На этом общем фоне возникают складки – ускорения и замедления.
Постоянный прием ускорения – перечень – Трифонов нашел не сразу. Систематически он появляется лишь в «Нетерпении». Но затем становится опорой трифоновской прозы.
«Больше года не слышу, не знаю о них ничего. Утянуло в воронку, исчезли. Все без них: поездка с Шурой на юг, экспедиция Наркомвоена, потом чехи, Урал, Третья армия, отступление, Пермь; я стал другим человеком, хоронил друзей. И только в феврале 1919 года…» – «Ничем не кончилось, не успело кончиться, потому что рухнул июнь. Павел Евграфович ушел в ополчение и всю войну – солдатом. Два ранения одолел. В Польше в сорок четвертом в разрушенном фольварке ночью наткнулся на Руслана. Ночевали танкисты. Вот была встреча! И еще годы прошли, заново все уладилось, переменилось, упрочилось. Дачные домики просели, подгнили, железо проржавело, зато возле домиков появились баллоны с газом, зелень в саду разрослась пышно». – «Я давно не ездил по железной дороге. Интересно смотреть на долго тянущиеся многоэтажные пригородные дома, они восхищают и пугают одновременно (где взять людей для такого множества домов?), на мокрые асфальтовые дороги, на хвосты автомобилей перед шлагбаумами, металлическое сверкание, свет фар среди бела дня, цветные зонты, на детей, бегущих под дождем с портфелями на голове, на дачные веранды, заборы, черноту деревьев, туманные луга, белую собачку, сидящую на вершине песчаной горы; и снова дома, дома, дома, бело-серо-блочно-громадное, не имеющее названия, небывалое, грозное, уходящее за горизонт».
-------------------------
ВЫПОЛНИТЕ ЗАДАНИЯ:
1. Судя по отрывку о прозе Трифонова, в какой книге перечень впервые начинает появляться систематически?
2. Продолжите отрывок о прозе Трифонова сразу после последней приведенной цитаты.

ВЫДЕРЖКА ИЗ ДАННЫХ:
-------------------------
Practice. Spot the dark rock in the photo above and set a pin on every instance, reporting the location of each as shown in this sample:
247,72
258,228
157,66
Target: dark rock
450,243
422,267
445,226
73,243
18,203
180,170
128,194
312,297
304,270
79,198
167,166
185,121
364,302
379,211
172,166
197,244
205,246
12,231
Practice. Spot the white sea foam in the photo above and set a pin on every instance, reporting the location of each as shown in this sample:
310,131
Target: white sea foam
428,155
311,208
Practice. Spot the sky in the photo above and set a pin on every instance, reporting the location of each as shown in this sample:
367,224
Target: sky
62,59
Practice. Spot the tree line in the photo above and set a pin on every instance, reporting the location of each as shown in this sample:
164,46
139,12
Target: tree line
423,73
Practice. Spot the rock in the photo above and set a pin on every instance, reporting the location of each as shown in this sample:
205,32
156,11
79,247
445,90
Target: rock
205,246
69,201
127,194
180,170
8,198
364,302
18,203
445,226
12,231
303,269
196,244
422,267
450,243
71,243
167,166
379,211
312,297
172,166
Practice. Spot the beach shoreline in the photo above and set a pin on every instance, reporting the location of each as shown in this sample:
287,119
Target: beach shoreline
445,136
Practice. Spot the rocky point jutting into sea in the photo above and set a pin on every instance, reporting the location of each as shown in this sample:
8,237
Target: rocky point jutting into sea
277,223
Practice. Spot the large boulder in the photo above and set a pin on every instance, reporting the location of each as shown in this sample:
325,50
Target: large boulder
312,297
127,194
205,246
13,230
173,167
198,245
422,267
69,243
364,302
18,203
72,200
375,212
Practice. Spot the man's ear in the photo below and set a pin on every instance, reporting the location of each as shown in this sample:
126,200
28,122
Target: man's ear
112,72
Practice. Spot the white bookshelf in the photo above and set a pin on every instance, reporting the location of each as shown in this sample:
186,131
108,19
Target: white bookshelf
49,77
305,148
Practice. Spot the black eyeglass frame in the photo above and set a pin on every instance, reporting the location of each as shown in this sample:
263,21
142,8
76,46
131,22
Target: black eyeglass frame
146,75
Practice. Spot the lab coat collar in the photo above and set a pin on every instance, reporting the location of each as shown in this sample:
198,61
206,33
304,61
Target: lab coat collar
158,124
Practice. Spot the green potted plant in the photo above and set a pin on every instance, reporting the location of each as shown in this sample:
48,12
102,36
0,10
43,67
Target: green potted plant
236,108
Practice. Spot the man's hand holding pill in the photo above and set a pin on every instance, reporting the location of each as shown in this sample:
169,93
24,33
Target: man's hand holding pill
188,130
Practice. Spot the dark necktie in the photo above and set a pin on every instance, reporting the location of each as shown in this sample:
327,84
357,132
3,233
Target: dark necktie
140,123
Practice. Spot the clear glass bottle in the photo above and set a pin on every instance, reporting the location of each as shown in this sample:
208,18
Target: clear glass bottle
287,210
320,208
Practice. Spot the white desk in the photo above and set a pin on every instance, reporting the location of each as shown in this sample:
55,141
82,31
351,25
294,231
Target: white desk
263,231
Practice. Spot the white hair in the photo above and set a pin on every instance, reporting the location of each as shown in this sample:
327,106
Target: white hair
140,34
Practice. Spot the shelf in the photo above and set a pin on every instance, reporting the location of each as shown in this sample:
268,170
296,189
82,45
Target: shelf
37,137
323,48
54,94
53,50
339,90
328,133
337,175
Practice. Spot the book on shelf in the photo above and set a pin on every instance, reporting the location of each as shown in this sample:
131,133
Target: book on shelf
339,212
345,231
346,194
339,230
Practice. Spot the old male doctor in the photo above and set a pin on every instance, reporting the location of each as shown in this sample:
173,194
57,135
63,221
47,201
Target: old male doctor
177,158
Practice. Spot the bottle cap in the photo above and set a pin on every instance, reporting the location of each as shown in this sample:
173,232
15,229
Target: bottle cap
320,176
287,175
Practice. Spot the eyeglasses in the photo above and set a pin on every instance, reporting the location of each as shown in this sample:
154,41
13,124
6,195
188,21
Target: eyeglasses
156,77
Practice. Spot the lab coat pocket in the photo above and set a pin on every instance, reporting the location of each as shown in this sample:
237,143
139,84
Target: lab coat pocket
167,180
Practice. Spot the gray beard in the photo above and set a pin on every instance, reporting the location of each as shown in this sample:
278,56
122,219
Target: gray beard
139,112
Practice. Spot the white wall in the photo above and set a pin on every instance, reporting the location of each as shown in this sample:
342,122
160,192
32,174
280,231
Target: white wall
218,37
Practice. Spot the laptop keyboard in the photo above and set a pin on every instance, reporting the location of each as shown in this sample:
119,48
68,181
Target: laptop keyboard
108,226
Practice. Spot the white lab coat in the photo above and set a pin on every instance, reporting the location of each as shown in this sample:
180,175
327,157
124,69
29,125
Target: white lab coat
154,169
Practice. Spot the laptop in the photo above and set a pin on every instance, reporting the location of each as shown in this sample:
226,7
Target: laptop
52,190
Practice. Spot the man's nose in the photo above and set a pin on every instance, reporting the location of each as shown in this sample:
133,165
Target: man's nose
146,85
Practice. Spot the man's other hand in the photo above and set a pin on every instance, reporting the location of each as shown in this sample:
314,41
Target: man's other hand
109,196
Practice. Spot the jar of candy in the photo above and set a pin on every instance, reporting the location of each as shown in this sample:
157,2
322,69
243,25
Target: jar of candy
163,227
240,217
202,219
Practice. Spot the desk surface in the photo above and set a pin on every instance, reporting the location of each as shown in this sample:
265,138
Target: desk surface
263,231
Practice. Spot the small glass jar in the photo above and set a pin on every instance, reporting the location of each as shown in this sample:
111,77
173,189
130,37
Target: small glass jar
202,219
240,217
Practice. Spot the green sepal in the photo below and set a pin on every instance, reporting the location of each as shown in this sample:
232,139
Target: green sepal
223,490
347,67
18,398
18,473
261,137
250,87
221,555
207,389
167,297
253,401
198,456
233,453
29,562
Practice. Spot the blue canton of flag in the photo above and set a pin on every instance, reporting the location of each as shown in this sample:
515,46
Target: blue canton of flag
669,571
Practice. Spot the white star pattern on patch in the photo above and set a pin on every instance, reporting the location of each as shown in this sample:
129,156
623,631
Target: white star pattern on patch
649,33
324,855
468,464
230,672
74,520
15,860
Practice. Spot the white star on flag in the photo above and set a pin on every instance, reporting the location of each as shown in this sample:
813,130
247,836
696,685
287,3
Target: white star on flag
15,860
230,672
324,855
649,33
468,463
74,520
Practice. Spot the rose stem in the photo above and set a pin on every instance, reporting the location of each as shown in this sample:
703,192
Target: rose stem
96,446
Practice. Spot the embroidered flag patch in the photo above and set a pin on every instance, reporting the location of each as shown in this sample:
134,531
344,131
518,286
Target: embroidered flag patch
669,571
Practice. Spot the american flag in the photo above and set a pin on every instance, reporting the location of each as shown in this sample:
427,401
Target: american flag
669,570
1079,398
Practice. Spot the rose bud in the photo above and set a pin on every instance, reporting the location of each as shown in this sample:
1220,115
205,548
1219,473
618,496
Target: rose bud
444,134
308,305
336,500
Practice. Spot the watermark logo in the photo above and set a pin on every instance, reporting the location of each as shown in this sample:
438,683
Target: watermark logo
-------------------------
ОТВЕТЫ:
1. В «Нетерпении».

2.
Поэтику перечня, списка открыл для нашей литературы Пушкин, а лучше всех, кажется, объяснил Л. Пумпянский. «…Мы вправе говорить о списках как определенном методе… Так действуют не писатели, а истинные классики: основатели. Они не изображают, а чертят географическую карту всех возможных будущих изображений… История этих мест будет создана после, ей предшествует география. Торопливость рассказа у Пушкина связана с тем, что плавание предстоит дальнее и останавливаться нельзя» («Об исчерпывающем делении, одном из принципов стиля Пушкина»).
В «Старике» только развернутых, дифференцированных перечней более полутора десятков. Списки имеют пространственный, географический (последний пример), но чаще – временной, хронологический характер. В одно предложение вмещаются годы, эпохи, целая жизнь.
«Торопливость» трифоновского рассказа, кажется, вызвана иными, прямо противоположными пушкинским, причинами. Плавание уже заканчивается, но история этих мест так и не создана. Времени осталось очень мало. Список – единственный способ сохранить чертеж-пунктир ушедшего прошлого.
С поэтикой ускорения связан и другой постоянный трифоновский прием – способ включения персонажей в поток повествования. В романе почти никто не появляется, входит, садится, степенно заводит разговор, откланивается и т. п. Неторопливые «тургеневские» ритмы в «Старике» не в чести. Герои постоянно возникают и исчезают, семьи разламываются, спорщики схлестываются, раненый командир бушует, все потрясены и воют, орут, костят, матерятся, людей несет, крутит, волочет потоком.
Но когда необходимо, Трифонов вырывает из этого потока жест, подробность, реплику и подает их замедленно, акцентированно, крупным планом (часто – разрядкой или неоднократным повтором).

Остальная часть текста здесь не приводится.